ARTICLE:
━━━

Face à ces mutations significatives de la scène politique, qui devraient appeler des stratégies de riposte intelligente, le pouvoir de Macky Sall fait preuve d’un entêtement suicidaire lié à une incapacité à innover voire à un immobilisme affligeant, qu’illustrent de manière quasi-caricaturale les refus de procéder à la nomination d’un Premier ministre et à la formation d’un nouveau gouvernement.
Pire, la reconduction du parrainage ressemble, à s’y méprendre à une provocation insensée, si ce ne sont les ultimes soubresauts de la bête blessée à mort. Elle est, en tout cas, une violation de l’arrêt de la CEDEAO en date du 28 avril 2021, qui n’honore pas ses auteurs et appelle une réponse politique.
Vers l’après-Macky
Il est grand temps, pour les hommes politiques de la majorité de réaliser que leur marge de manœuvre s’est considérablement rétrécie. Les mésententes notées lors du choix des candidats de la majorité aux dernières locales, avec une profusion de listes parallèles, outre qu’elles ont de fortes chances de se renouveler, renseignent sur l’état de déliquescence de la coalition Benno Bokk Yakaar.
Derrière l’unité de façade basée plus sur la recherche de dividendes politiques et des gains matériels, que sur des convergences programmatiques, la coalition présidentielle apparaît, de plus en plus comme un fronton lézardé, chancelant, sur des piliers en ruine, que sont censés être les éléments du groupe que la coalition Macky 2012 qualifie de « Benno des 5 ».
Le bon sens politique leur commande de procéder à une restructuration de la nébuleuse, qui leur tient lieu de coalition et au choix de leur présumé dauphin (appelé à se faire battre à la prochaine présidentielle), ce qui suppose qu’ils s’accordent sur un agenda consensuel.
L’opposition, quant à elle, doit éviter de dormir sur ses lauriers en pensant que la victoire aux législatives est déjà acquise. Dans ce cadre, c’est moins le destin d’individualités, aussi remarquables qu’elles puissent être, qui est important que les accords programmatiques pour une véritable alternative sociopolitique, qui prime sur tout le reste.
Yewwi Askan Wi et les autres partis d’opposition devraient aussi prendre de la hauteur et éviter les querelles byzantines, dans lesquelles se complaisent un pouvoir en fin de parcours et ses thuriféraires.
La meilleure façon de consolider le succès politique du 23 janvier 2022 consiste précisément à élaborer un programme politique, dont les larges masses populaires devront s’approprier et qui, à notre humble avis, devrait s’inspirer de la dynamique des Assises nationales.

━━━

Données sources:
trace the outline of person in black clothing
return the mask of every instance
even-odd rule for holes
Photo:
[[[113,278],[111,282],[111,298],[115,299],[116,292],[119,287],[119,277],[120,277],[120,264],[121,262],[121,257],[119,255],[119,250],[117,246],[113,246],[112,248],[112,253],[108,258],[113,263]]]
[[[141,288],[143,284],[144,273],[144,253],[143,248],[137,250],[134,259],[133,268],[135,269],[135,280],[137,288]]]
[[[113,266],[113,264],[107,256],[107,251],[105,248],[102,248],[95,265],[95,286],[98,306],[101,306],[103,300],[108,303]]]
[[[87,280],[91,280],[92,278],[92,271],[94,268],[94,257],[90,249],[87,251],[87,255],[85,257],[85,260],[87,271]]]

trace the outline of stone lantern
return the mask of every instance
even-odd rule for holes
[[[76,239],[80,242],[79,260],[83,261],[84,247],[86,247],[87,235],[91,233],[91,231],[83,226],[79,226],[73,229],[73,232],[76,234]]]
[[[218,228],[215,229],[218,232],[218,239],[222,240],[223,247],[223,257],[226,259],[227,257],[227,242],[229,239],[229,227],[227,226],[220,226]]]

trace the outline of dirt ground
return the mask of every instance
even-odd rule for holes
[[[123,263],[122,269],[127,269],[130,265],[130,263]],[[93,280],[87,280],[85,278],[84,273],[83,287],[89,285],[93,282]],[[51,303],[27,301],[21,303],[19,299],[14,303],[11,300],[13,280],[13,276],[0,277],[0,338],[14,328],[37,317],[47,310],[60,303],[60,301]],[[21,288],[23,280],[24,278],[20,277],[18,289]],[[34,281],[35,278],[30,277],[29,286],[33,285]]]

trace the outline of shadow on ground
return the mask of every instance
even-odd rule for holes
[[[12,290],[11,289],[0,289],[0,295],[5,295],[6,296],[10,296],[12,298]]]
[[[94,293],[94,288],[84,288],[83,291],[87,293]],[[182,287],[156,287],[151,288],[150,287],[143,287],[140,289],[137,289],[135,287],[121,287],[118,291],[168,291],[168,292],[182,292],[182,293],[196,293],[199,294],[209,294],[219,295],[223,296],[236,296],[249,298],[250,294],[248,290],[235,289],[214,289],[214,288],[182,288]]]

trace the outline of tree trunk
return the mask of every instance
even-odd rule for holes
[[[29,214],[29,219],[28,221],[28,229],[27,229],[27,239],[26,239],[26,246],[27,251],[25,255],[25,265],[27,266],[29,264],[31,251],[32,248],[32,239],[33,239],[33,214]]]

━━━

VOTRE TÂCHE: Reproduisez à l'identique, s'il vous plaît, le passage de l'article qui part de « L’opposition, quant à » et s'arrête à « des Assises nationales. ».

RÉSULTAT DE L'EXERCICE:
L’opposition, quant à elle, doit éviter de dormir sur ses lauriers en pensant que la victoire aux législatives est déjà acquise. Dans ce cadre, c’est moins le destin d’individualités, aussi remarquables qu’elles puissent être, qui est important que les accords programmatiques pour une véritable alternative sociopolitique, qui prime sur tout le reste.
Yewwi Askan Wi et les autres partis d’opposition devraient aussi prendre de la hauteur et éviter les querelles byzantines, dans lesquelles se complaisent un pouvoir en fin de parcours et ses thuriféraires.
La meilleure façon de consolider le succès politique du 23 janvier 2022 consiste précisément à élaborer un programme politique, dont les larges masses populaires devront s’approprier et qui, à notre humble avis, devrait s’inspirer de la dynamique des Assises nationales.